- [Items from a data source]
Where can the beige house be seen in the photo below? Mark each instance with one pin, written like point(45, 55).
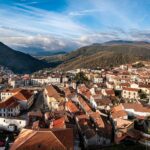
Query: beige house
point(53, 97)
point(130, 93)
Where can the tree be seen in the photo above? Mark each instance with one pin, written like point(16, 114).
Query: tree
point(81, 78)
point(142, 95)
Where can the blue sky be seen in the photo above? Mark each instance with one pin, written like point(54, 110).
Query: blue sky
point(69, 24)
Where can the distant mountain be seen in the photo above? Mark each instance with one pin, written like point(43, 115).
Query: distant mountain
point(49, 53)
point(19, 62)
point(124, 42)
point(108, 54)
point(38, 51)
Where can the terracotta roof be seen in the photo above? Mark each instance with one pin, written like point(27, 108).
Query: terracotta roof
point(72, 107)
point(97, 119)
point(23, 94)
point(35, 114)
point(110, 92)
point(137, 107)
point(58, 123)
point(84, 104)
point(11, 102)
point(47, 140)
point(54, 91)
point(118, 112)
point(125, 84)
point(117, 108)
point(12, 91)
point(130, 89)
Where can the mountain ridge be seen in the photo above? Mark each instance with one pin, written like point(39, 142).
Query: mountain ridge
point(19, 62)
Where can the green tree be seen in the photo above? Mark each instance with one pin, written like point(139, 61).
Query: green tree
point(142, 94)
point(81, 78)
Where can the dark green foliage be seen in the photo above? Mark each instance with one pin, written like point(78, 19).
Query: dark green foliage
point(81, 78)
point(105, 56)
point(142, 95)
point(18, 61)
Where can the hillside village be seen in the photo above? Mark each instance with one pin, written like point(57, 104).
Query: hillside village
point(57, 110)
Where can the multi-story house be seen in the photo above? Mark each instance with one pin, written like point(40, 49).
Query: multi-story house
point(53, 97)
point(130, 93)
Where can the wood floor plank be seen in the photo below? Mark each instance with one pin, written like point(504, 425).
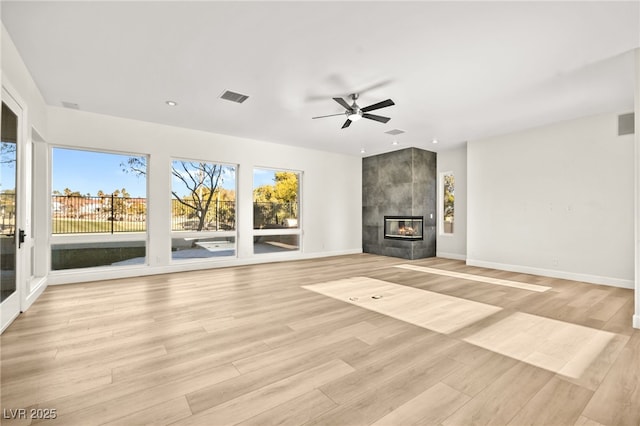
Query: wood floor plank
point(249, 345)
point(298, 411)
point(499, 402)
point(431, 407)
point(270, 396)
point(558, 402)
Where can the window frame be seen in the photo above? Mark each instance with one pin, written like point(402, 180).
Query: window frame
point(441, 207)
point(279, 231)
point(204, 234)
point(84, 238)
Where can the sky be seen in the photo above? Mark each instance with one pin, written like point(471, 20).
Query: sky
point(88, 172)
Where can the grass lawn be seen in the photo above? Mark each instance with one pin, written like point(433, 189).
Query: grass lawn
point(83, 226)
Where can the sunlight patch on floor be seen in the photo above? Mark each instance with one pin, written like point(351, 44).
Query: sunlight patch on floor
point(564, 348)
point(433, 311)
point(561, 347)
point(480, 278)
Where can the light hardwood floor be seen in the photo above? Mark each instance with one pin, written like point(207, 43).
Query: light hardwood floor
point(250, 345)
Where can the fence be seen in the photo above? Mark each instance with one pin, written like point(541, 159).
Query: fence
point(87, 214)
point(221, 216)
point(7, 213)
point(111, 214)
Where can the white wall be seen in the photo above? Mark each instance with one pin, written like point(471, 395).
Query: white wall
point(454, 246)
point(636, 317)
point(556, 201)
point(17, 80)
point(19, 84)
point(330, 194)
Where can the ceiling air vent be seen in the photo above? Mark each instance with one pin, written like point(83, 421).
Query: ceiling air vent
point(234, 97)
point(70, 105)
point(626, 124)
point(395, 132)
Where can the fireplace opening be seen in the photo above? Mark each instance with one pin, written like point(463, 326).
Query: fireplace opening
point(403, 227)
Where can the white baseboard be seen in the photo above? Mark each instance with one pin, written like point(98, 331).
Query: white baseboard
point(574, 276)
point(112, 273)
point(454, 256)
point(37, 287)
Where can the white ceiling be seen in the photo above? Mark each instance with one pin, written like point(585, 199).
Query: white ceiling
point(457, 71)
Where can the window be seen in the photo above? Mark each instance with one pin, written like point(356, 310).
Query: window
point(203, 210)
point(98, 209)
point(448, 201)
point(276, 218)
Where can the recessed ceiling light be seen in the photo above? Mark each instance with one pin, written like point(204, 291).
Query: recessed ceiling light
point(395, 132)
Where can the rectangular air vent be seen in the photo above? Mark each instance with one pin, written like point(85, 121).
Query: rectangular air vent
point(395, 132)
point(234, 97)
point(626, 124)
point(70, 105)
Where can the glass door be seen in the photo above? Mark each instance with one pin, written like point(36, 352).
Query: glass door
point(10, 233)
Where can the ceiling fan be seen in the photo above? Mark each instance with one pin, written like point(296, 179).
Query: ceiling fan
point(355, 113)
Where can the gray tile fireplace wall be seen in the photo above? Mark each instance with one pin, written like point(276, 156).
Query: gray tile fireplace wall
point(399, 183)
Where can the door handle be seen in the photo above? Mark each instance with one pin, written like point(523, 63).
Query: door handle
point(21, 236)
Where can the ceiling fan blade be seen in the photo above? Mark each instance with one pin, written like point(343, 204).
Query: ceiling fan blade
point(343, 103)
point(330, 115)
point(379, 105)
point(376, 117)
point(374, 86)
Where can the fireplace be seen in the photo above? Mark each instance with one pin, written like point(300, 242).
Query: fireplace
point(403, 227)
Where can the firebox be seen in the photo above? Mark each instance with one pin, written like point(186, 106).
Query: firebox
point(403, 227)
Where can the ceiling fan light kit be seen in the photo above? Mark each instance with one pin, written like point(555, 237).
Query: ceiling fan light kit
point(355, 113)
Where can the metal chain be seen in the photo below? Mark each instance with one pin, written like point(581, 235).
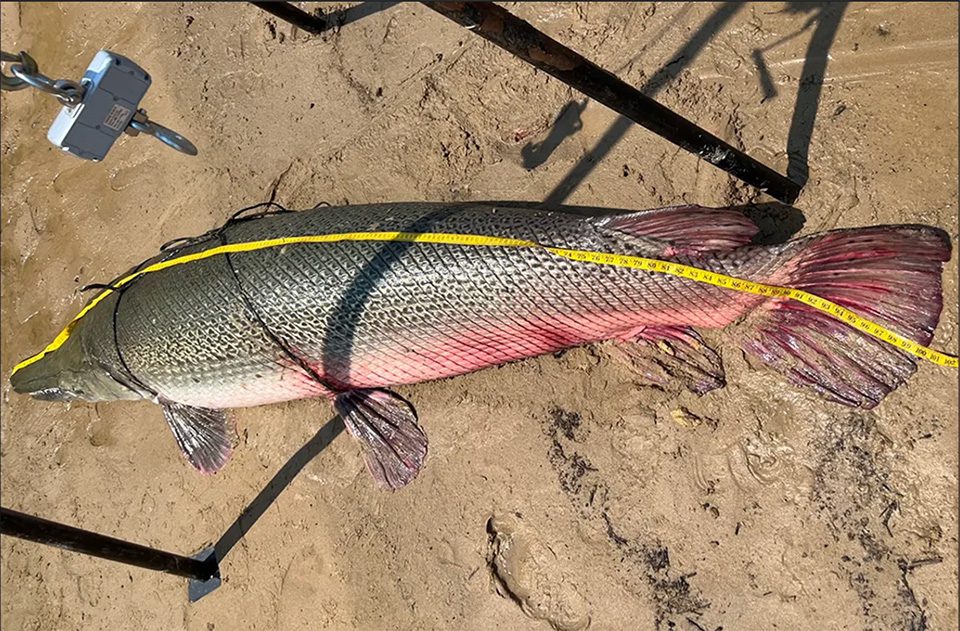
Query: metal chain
point(70, 93)
point(26, 73)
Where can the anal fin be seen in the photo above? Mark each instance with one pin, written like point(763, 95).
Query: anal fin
point(203, 434)
point(690, 229)
point(665, 353)
point(394, 446)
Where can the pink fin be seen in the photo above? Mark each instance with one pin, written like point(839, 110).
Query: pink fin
point(691, 228)
point(665, 353)
point(889, 274)
point(394, 446)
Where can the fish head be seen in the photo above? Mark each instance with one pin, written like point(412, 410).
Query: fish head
point(68, 373)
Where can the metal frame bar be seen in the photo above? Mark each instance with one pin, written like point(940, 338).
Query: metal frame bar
point(499, 26)
point(17, 524)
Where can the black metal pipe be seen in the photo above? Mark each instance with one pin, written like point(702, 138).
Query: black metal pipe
point(289, 13)
point(17, 524)
point(516, 36)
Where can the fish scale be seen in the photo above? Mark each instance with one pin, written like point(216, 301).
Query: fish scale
point(373, 314)
point(346, 302)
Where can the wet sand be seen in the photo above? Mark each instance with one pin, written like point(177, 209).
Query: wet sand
point(557, 491)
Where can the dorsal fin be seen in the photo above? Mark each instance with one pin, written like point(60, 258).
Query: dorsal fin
point(691, 228)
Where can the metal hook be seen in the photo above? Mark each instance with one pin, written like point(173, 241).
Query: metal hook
point(140, 123)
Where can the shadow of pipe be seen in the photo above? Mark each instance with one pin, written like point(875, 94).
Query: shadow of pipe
point(828, 18)
point(619, 128)
point(242, 525)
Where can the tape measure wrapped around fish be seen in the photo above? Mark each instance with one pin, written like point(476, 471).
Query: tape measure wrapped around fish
point(348, 302)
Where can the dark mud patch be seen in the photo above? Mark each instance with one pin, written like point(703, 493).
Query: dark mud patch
point(855, 493)
point(647, 560)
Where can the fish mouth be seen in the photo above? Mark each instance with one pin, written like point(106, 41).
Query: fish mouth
point(38, 382)
point(51, 394)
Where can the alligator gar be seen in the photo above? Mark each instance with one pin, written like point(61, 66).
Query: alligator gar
point(277, 307)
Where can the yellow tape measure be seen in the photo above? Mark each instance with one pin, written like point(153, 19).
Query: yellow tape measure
point(600, 258)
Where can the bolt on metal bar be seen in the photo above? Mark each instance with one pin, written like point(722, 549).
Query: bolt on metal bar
point(289, 13)
point(497, 25)
point(17, 524)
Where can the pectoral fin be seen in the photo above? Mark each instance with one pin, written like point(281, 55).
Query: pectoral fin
point(202, 433)
point(394, 446)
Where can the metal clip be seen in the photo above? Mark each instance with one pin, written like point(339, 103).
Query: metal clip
point(98, 109)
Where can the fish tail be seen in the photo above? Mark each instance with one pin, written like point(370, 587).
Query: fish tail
point(890, 275)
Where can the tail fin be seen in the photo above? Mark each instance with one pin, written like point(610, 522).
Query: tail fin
point(888, 274)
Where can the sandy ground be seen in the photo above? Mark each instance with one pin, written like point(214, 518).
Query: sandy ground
point(557, 490)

- [Set exercise]
Output the records from the very first line up to and including the line that contains "point(38, 51)" as a JSON list of strings, one string per line, with blank lines and pictures left out.

- [Worked answer]
[
  "Where can the beige house be seen in the photo below? Mark each instance with one pin, written like point(45, 55).",
  "Query: beige house",
  "point(53, 97)",
  "point(130, 93)",
  "Where can the tree be seen in the photo above? Mark each instance with one pin, written like point(16, 114).",
  "Query: tree",
  "point(81, 78)",
  "point(142, 95)",
  "Where can the blue sky be seen in the photo above? Mark each instance with one pin, written like point(54, 110).",
  "Query: blue sky",
  "point(69, 24)",
  "Where can the distant mountain be seen in the photo above? Mark each instance with one pin, written like point(43, 115).",
  "Query: distant mountain",
  "point(49, 53)",
  "point(19, 62)",
  "point(124, 42)",
  "point(108, 54)",
  "point(38, 51)"
]